What you have to do:
In the article on exercise and IBS-D, which low-impact exercises are suggested for times of tiredness or an IBS flare?

Exercise and IBS-D

I love to run. Well, to be honest, I love to jog. Every morning I put on my shoes and head out the door just as the sun is coming up. Most mornings I keep up a leisurely 10-minute mile pace, unless my IBS-D flares up. When that happens, I look like Usain Bolt sprinting for the nearest public restroom. After a particularly close call involving a locked bathroom in the park, my husband asked why I keep it up.

Even though I take a daily probiotic, steer clear of my trigger foods and take IBS/W daily to help alleviate my IBS symptoms, exercise still occasionally leads to bouts of diarrhea. Core workouts, which target my abdominal walls, put pressure on my stomach and intestines. Aerobic workouts, such as running and step classes, can be very jarring. Every time my foot hits the pavement, my organs, especially my stomach and intestines, are getting bounced around. All of that pounding can occasionally make my symptoms worse.

Given the possibility of a very embarrassing incident, should women with IBS-D continue to exercise regularly? Absolutely. Exercise is good for everyone. It can elevate mood, improve sleep, strengthen bones and improve heart function. 

Exercise is also a great stress reducer. Lowering stress levels is always a good thing, but IBS patients will benefit since there is a documented relationship between psychosocial stress and IBS. Less stress means fewer IBS symptoms.

In addition, recent studies show that IBS is caused by some sort of dysbiosis, or imbalance, in the gut. Science is discovering that, regardless of diet, people who exercise have a more diverse microbiome than those who are sedentary. So exercise should help anyone who suffers from IBS. However, people with IBS-D suffer a greater loss of bacterial diversity in comparison with individuals with IBS-C and people without IBS. That loss correlates with the bacteria responsible for producing butyrate and methane. New studies show that exercise may actually enhance butyrate-producing cecal bacteria. This means that exercise may be particularly good for patients with IBS-D because it helps replace the good bacteria that they lose through diarrhea.

If you want to add exercise into your daily routine but you are still terrified that diarrhea will strike at an inopportune time, here are a few suggestions.

  1. Don’t eat anything for two hours before exercise.
  2. Avoid caffeinated and carbonated drinks before exercise.
  3. Stay hydrated. Both exercise and bouts of diarrhea can leave you dehydrated. By the time that you realize that you are thirsty, it may be too late to catch up.
  4. Check in with your body. If you are tired or having an IBS flare, avoid strenuous or intense workouts. Stick with low-impact exercises, such as Pilates, yoga, walking or swimming.
  5. Plan your route. If you are going out for a run or a long bike ride, know where the public restrooms are and stash some tissue in your pocket.
  6. If you really don’t feel good, take a day off and give your body a rest.

Remember that exercise is about taking care of your body, not punishing it. Take it slow and easy, and you may find that your IBS-D symptoms improve along with your mood, weight and sleep.

Stored records:
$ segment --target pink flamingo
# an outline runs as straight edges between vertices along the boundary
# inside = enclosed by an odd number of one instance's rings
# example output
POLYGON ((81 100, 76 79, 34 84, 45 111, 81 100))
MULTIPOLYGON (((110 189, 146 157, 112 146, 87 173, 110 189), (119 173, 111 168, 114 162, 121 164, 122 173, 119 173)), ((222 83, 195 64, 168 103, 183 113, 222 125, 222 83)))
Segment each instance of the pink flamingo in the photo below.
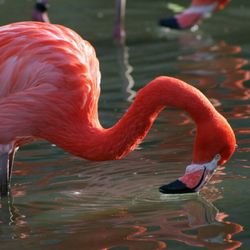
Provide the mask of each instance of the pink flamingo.
MULTIPOLYGON (((188 29, 208 14, 223 9, 230 0, 192 0, 188 9, 174 16, 162 18, 159 25, 173 29, 188 29)), ((123 41, 125 32, 126 0, 115 0, 114 38, 123 41)), ((37 0, 32 13, 33 21, 49 22, 48 0, 37 0)))
POLYGON ((174 17, 160 19, 159 24, 172 29, 189 29, 212 12, 223 9, 229 1, 192 0, 189 8, 174 17))
POLYGON ((147 135, 166 106, 185 110, 197 126, 191 166, 161 192, 194 192, 232 155, 234 133, 208 99, 187 83, 157 77, 142 88, 111 128, 98 119, 99 62, 94 48, 60 25, 21 22, 0 27, 0 188, 8 193, 14 153, 45 139, 73 155, 117 160, 147 135))
POLYGON ((36 4, 32 11, 32 20, 49 23, 48 7, 49 0, 36 0, 36 4))

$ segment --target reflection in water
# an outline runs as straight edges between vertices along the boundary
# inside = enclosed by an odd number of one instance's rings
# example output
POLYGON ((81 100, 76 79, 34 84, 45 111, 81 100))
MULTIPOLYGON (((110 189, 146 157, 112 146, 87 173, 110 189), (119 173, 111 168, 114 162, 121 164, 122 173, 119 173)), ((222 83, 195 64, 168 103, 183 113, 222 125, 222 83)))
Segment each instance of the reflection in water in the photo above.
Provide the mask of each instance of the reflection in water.
MULTIPOLYGON (((233 236, 241 232, 242 227, 226 221, 227 214, 200 196, 175 198, 161 195, 159 200, 138 200, 130 207, 88 216, 80 211, 64 218, 58 214, 49 224, 45 221, 39 226, 28 225, 17 206, 10 200, 2 200, 1 235, 26 240, 30 246, 39 241, 56 249, 167 249, 172 241, 208 249, 241 246, 233 236), (35 234, 35 239, 31 234, 35 234), (52 238, 48 239, 48 234, 52 238)), ((60 210, 60 206, 58 204, 57 209, 60 210)), ((32 206, 23 210, 33 212, 32 206)))
POLYGON ((123 95, 127 101, 132 102, 136 95, 136 92, 133 90, 135 81, 131 75, 133 67, 129 63, 129 48, 126 45, 125 38, 117 43, 117 57, 120 66, 119 72, 122 79, 123 95))
POLYGON ((198 81, 198 87, 217 101, 249 100, 250 90, 244 83, 250 79, 250 71, 242 69, 249 62, 240 57, 240 46, 215 43, 210 36, 194 33, 181 34, 179 41, 184 52, 177 64, 182 78, 191 83, 198 81), (191 49, 195 52, 190 54, 191 49))

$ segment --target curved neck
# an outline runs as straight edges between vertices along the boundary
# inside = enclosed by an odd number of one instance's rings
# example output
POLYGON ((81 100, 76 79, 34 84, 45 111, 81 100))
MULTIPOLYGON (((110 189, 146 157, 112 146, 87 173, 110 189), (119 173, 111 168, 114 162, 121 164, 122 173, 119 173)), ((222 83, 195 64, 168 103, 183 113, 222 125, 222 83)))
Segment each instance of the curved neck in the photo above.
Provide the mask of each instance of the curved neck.
MULTIPOLYGON (((92 116, 95 119, 88 119, 82 132, 74 138, 74 143, 72 139, 74 148, 65 140, 65 145, 60 146, 86 159, 120 159, 143 140, 160 111, 166 106, 174 106, 190 114, 197 125, 196 144, 200 143, 199 137, 204 137, 203 125, 209 124, 211 129, 215 129, 213 121, 221 119, 208 99, 196 88, 175 78, 158 77, 138 92, 134 103, 116 125, 109 129, 102 128, 95 105, 96 114, 92 116)), ((194 161, 207 162, 210 160, 207 158, 213 159, 215 154, 203 154, 200 157, 199 148, 195 145, 194 161)))

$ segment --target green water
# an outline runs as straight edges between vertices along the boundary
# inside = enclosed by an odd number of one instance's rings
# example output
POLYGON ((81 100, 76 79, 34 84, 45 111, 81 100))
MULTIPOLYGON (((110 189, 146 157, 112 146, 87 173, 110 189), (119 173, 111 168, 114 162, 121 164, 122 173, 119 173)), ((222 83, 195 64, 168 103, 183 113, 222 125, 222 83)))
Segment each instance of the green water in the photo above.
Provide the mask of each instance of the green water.
MULTIPOLYGON (((0 24, 29 20, 32 6, 0 1, 0 24)), ((160 195, 158 187, 182 175, 192 155, 194 125, 174 109, 121 161, 89 162, 47 142, 24 146, 12 197, 1 200, 0 249, 250 249, 250 2, 232 1, 195 32, 160 29, 157 20, 171 14, 166 6, 128 1, 125 45, 112 39, 113 0, 51 0, 50 19, 95 46, 104 126, 154 77, 175 76, 229 120, 238 143, 233 158, 199 195, 160 195)))

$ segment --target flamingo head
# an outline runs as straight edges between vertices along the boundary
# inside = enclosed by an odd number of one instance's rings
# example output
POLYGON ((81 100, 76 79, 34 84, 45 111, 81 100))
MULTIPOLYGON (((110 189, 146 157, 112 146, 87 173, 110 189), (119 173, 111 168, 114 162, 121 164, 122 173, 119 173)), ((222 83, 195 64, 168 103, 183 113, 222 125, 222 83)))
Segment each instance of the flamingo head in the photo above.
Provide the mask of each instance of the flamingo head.
POLYGON ((236 148, 234 132, 226 119, 219 115, 216 121, 197 128, 193 162, 176 181, 160 187, 167 194, 198 192, 213 176, 219 165, 226 163, 236 148))
POLYGON ((32 12, 32 20, 49 23, 48 0, 38 0, 32 12))

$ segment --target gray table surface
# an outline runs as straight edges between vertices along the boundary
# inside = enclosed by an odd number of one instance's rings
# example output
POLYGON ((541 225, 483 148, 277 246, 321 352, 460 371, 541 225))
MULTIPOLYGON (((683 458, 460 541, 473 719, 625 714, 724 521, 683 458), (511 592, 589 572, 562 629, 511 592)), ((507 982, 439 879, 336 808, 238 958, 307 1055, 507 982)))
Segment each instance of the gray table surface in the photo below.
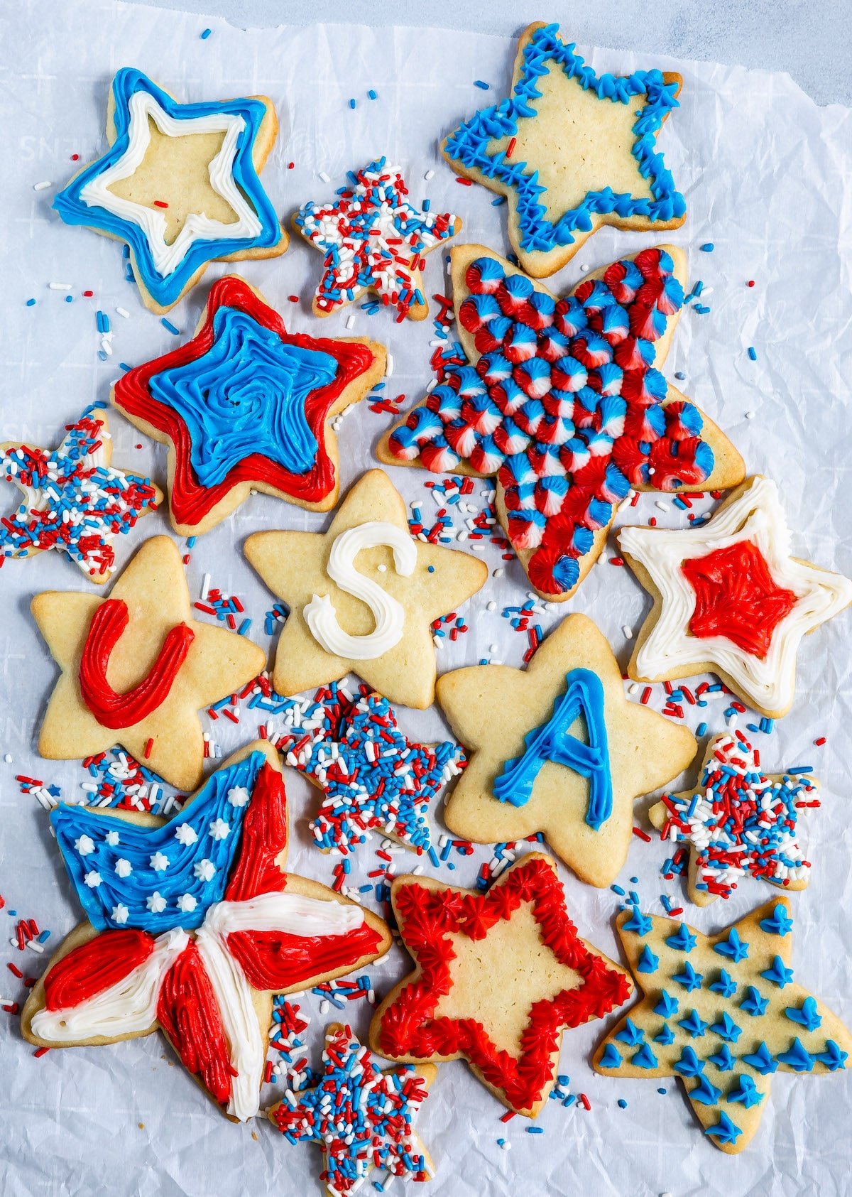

Your response:
Pilates, yoga, walking or swimming.